====== Material provided ======
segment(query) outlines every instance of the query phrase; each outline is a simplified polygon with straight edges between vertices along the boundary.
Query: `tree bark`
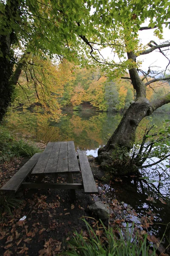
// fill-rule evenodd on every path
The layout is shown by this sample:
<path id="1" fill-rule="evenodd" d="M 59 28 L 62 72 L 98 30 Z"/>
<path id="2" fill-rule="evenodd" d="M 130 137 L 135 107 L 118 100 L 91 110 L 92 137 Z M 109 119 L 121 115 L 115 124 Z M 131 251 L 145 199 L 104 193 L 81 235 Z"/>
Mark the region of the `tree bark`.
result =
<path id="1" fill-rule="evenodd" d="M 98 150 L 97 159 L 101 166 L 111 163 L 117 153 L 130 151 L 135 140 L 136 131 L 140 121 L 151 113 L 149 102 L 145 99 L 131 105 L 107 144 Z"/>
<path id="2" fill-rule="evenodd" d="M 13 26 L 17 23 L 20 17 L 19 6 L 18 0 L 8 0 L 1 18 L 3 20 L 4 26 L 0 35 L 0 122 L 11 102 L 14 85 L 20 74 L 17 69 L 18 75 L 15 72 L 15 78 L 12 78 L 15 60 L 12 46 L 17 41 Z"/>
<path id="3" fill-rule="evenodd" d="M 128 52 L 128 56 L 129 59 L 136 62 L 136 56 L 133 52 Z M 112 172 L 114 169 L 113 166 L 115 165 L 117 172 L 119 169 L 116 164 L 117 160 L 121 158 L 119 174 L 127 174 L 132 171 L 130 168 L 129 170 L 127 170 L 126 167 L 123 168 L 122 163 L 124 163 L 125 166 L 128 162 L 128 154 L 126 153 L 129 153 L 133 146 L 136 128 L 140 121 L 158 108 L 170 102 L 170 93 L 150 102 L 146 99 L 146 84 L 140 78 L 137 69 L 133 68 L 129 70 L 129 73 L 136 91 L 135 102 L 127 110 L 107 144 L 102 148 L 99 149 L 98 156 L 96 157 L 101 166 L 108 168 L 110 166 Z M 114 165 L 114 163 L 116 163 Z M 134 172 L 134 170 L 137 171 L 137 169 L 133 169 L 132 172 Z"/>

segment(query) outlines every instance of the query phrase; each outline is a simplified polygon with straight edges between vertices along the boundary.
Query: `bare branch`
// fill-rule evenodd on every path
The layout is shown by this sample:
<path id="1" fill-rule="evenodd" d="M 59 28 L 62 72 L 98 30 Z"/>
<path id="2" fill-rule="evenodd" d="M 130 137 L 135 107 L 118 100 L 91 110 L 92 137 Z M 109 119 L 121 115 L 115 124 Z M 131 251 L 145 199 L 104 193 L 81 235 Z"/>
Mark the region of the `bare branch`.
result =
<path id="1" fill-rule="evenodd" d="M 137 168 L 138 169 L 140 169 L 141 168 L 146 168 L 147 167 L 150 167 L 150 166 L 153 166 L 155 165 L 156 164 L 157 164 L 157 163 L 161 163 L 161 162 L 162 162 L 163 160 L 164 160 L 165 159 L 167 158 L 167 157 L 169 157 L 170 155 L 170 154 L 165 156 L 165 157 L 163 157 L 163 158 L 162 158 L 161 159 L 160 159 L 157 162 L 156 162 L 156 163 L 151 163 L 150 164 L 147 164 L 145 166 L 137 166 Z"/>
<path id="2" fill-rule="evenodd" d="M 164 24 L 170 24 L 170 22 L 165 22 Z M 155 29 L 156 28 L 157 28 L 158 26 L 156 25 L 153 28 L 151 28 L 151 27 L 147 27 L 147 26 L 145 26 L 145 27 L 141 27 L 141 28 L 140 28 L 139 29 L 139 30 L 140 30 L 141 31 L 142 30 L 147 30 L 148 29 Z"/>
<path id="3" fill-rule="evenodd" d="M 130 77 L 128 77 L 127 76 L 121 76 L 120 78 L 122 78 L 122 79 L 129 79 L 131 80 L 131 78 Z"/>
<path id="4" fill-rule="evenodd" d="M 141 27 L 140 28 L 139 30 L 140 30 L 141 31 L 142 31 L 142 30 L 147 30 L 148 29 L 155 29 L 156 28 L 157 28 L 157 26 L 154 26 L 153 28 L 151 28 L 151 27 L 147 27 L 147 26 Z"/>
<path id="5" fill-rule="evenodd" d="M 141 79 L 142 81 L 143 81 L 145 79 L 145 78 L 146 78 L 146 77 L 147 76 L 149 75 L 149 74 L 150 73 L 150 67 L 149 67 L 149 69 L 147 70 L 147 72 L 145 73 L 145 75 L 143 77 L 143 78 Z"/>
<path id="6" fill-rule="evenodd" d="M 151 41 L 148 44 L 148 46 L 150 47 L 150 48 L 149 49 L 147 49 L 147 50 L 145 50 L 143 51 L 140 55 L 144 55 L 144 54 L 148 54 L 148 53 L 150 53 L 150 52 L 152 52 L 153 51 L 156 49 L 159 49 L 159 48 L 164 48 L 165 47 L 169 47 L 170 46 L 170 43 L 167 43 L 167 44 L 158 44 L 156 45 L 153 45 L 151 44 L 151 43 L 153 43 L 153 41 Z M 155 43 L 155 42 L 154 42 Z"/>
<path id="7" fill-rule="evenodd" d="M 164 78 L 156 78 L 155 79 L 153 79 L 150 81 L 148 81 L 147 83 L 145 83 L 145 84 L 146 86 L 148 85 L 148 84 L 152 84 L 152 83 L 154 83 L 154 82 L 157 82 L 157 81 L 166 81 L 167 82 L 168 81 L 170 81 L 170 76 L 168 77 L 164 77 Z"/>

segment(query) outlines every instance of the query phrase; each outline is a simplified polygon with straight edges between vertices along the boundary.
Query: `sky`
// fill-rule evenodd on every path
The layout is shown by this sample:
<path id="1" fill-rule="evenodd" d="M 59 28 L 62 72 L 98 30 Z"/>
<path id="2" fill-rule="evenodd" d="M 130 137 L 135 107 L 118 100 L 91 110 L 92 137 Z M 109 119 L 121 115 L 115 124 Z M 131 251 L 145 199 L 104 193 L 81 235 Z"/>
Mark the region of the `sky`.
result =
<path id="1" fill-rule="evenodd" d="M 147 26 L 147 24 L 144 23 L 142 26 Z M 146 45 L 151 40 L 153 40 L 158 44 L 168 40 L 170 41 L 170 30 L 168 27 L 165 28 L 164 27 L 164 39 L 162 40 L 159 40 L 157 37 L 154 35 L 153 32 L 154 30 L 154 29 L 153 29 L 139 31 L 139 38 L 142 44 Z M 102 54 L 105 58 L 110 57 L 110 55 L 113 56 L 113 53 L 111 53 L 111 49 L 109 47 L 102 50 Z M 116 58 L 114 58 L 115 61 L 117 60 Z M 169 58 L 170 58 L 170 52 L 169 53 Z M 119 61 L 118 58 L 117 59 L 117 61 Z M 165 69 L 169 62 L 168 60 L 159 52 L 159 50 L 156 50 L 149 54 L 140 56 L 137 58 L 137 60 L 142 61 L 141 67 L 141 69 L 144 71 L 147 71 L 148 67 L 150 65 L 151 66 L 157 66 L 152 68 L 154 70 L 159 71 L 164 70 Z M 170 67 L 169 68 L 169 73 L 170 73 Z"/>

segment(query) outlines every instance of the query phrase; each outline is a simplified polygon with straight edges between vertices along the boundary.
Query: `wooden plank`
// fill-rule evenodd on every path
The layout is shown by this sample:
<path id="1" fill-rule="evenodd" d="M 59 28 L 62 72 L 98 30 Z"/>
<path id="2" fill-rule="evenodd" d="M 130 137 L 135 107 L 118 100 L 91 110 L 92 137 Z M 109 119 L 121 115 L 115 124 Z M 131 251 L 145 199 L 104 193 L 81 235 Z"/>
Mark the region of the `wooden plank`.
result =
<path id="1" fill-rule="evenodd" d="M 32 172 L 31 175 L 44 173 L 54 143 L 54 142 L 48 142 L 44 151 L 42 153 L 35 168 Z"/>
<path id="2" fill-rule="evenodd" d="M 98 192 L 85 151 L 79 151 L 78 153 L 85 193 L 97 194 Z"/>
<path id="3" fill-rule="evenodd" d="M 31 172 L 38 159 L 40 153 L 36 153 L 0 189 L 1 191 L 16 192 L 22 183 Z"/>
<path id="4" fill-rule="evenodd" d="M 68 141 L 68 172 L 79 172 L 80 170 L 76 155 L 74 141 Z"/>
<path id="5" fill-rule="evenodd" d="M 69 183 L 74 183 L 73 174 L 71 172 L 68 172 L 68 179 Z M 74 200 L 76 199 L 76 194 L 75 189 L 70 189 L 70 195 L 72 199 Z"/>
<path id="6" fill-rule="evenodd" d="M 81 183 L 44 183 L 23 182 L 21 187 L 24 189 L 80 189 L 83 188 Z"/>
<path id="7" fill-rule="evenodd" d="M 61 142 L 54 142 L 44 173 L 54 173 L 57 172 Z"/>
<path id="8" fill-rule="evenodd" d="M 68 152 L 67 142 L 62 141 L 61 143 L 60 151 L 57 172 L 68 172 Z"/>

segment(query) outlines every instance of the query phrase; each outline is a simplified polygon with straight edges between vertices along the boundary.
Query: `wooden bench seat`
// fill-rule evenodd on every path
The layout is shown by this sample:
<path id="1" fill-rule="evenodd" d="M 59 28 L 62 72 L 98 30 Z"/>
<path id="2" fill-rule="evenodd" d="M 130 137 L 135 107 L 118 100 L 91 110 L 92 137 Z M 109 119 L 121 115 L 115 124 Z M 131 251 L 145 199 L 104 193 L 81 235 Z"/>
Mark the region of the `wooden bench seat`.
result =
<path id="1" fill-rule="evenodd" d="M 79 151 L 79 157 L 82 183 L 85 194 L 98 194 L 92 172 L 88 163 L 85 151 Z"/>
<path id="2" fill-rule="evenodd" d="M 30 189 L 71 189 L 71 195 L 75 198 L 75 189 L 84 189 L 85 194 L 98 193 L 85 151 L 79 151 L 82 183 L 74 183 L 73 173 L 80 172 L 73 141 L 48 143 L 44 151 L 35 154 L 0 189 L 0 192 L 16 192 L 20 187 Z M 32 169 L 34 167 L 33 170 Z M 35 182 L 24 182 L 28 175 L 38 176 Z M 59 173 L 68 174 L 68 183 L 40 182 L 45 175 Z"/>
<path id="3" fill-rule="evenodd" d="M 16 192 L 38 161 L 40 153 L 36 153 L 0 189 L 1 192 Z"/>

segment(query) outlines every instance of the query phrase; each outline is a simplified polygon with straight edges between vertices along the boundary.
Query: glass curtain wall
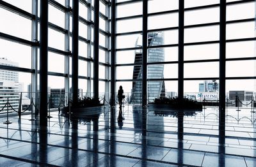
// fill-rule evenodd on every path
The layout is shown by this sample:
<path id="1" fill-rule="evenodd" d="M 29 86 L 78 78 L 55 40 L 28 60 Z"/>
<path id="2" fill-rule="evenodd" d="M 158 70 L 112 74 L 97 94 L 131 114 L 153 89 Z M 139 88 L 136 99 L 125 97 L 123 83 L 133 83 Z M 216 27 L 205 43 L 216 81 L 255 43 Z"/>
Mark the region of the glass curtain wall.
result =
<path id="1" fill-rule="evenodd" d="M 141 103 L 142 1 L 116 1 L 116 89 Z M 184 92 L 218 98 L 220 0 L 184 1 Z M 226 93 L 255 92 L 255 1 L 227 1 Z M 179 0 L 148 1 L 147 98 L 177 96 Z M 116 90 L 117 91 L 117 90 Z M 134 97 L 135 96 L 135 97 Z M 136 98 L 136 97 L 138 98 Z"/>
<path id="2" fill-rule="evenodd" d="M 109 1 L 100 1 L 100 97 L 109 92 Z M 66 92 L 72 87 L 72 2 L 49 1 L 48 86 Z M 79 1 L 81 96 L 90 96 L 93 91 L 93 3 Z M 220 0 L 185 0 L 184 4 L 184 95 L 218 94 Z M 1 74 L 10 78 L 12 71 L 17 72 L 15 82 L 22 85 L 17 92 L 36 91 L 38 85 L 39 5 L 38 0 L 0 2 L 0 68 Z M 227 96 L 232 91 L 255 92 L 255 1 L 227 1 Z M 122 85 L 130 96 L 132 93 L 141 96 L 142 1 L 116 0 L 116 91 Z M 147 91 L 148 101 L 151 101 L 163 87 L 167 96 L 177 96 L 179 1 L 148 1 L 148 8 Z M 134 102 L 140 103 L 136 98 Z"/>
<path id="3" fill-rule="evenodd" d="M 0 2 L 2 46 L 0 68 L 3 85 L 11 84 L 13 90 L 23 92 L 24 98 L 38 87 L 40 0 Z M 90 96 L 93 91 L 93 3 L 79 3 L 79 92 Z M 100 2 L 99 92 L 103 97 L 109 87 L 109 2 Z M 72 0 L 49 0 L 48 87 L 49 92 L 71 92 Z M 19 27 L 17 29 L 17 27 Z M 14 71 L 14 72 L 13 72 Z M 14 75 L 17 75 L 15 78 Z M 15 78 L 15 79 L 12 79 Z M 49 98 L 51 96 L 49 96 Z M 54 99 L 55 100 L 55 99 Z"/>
======
__Requirement__:
Please write out the items from their start through the line containing "122 L 11 102", including that line, and leave out the pictures.

__Solution to the problem__:
segment(query) outlines every instance of the query phrase; each outline is a simplified polygon with straight edges between vertices along the boundary.
Query: `tree bark`
// fill-rule evenodd on every path
The layout is shown by this sample:
<path id="1" fill-rule="evenodd" d="M 59 28 L 62 72 L 98 30 Z"/>
<path id="2" fill-rule="evenodd" d="M 130 137 L 135 107 L 118 100 L 91 110 L 92 137 Z M 109 119 L 121 115 L 115 124 Z M 131 251 L 145 199 L 104 193 L 81 235 Z"/>
Mark the region of the `tree bark`.
result =
<path id="1" fill-rule="evenodd" d="M 98 150 L 97 159 L 101 166 L 111 163 L 117 153 L 130 151 L 135 140 L 136 131 L 140 121 L 151 113 L 149 102 L 145 99 L 131 105 L 107 144 Z"/>
<path id="2" fill-rule="evenodd" d="M 13 26 L 17 23 L 20 17 L 19 6 L 18 0 L 8 0 L 1 18 L 3 20 L 4 26 L 0 35 L 0 122 L 11 102 L 14 85 L 20 74 L 17 69 L 18 75 L 15 72 L 15 78 L 12 78 L 15 60 L 12 46 L 17 41 Z"/>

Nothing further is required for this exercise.